══ DATASET RECORDS

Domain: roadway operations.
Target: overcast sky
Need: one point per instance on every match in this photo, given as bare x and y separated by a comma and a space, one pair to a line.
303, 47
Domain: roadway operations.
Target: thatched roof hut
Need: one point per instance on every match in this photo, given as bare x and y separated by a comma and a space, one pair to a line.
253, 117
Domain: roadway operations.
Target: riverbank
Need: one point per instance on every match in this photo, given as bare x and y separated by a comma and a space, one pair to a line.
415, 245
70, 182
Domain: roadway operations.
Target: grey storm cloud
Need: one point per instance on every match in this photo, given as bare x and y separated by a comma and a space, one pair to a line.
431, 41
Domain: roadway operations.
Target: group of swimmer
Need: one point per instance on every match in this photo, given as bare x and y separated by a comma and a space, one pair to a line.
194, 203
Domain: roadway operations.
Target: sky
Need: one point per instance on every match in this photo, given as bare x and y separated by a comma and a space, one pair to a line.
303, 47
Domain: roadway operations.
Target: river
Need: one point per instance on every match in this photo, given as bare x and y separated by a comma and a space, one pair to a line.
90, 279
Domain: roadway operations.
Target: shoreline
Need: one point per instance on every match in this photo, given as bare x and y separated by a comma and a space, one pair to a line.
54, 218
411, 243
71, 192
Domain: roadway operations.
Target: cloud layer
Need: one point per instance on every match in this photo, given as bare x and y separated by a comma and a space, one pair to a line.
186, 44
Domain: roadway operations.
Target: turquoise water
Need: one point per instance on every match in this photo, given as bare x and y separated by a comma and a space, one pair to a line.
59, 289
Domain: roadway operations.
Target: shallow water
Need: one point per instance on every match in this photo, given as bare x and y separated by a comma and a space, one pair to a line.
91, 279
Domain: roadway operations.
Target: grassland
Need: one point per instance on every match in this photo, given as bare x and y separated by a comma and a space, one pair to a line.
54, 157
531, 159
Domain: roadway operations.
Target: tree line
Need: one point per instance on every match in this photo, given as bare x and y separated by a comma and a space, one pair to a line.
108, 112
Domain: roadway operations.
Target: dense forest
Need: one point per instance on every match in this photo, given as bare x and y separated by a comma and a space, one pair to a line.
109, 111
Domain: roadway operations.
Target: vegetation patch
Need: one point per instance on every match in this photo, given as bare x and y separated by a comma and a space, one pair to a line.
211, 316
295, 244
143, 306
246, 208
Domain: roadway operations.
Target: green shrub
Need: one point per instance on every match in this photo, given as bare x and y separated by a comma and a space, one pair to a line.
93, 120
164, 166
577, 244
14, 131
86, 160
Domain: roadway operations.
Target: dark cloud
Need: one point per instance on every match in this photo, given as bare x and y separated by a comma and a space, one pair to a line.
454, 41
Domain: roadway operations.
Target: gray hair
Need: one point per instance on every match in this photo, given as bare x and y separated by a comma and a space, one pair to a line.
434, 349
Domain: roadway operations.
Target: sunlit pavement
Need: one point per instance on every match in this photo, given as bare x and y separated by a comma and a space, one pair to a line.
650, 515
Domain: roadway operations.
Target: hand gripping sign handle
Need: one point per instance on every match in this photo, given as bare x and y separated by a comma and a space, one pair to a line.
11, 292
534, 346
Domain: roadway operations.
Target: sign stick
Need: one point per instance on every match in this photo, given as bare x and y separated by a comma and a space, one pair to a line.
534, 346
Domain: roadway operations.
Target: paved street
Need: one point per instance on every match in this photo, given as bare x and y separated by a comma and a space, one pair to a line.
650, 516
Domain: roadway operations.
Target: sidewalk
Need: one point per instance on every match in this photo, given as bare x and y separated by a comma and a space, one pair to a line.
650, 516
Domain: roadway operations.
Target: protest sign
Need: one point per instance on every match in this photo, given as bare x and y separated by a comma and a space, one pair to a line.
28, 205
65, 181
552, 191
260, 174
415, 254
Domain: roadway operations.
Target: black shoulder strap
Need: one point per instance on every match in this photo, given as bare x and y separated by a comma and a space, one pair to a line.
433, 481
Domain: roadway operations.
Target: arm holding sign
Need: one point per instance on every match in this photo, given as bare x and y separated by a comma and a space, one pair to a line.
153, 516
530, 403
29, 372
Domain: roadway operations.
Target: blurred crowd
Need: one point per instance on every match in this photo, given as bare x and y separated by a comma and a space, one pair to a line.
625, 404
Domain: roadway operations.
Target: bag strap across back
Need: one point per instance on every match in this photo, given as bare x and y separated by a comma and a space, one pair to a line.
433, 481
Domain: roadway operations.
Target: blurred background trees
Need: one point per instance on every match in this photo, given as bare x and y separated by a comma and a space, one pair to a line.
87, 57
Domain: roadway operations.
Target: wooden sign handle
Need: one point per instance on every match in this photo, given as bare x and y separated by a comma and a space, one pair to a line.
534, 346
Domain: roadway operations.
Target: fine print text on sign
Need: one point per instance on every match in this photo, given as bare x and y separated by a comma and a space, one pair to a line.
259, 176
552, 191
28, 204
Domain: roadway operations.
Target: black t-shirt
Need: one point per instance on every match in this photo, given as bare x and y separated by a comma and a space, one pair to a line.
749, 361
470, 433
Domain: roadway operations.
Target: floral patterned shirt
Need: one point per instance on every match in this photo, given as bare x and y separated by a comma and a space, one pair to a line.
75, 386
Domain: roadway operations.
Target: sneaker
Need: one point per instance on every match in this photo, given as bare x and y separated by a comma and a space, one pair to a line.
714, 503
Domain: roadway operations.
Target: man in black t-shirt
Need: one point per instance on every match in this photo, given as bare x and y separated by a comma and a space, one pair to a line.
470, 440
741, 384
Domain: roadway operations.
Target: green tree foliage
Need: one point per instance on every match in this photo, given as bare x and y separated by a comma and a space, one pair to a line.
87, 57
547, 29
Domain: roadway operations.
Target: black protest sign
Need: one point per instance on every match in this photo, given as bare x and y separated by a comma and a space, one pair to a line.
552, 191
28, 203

════

__WHAT IS ASKED__. Collect every line above that contains the word "green", and copy each one in full.

__WRITTEN SOLUTION__.
Target: green shrub
Target: green tree foliage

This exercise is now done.